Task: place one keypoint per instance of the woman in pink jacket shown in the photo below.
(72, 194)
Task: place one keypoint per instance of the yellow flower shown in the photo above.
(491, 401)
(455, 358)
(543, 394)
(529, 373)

▶ **Exercise requirements**:
Only the final stretch of the entries above is needed: print exactly the lines from the line containing "Task: place one keypoint per instance of the yellow" through the last one.

▶ **Answer section**:
Task: place one keypoint per instance of the yellow flower shown in the photo above.
(491, 401)
(455, 358)
(543, 394)
(529, 373)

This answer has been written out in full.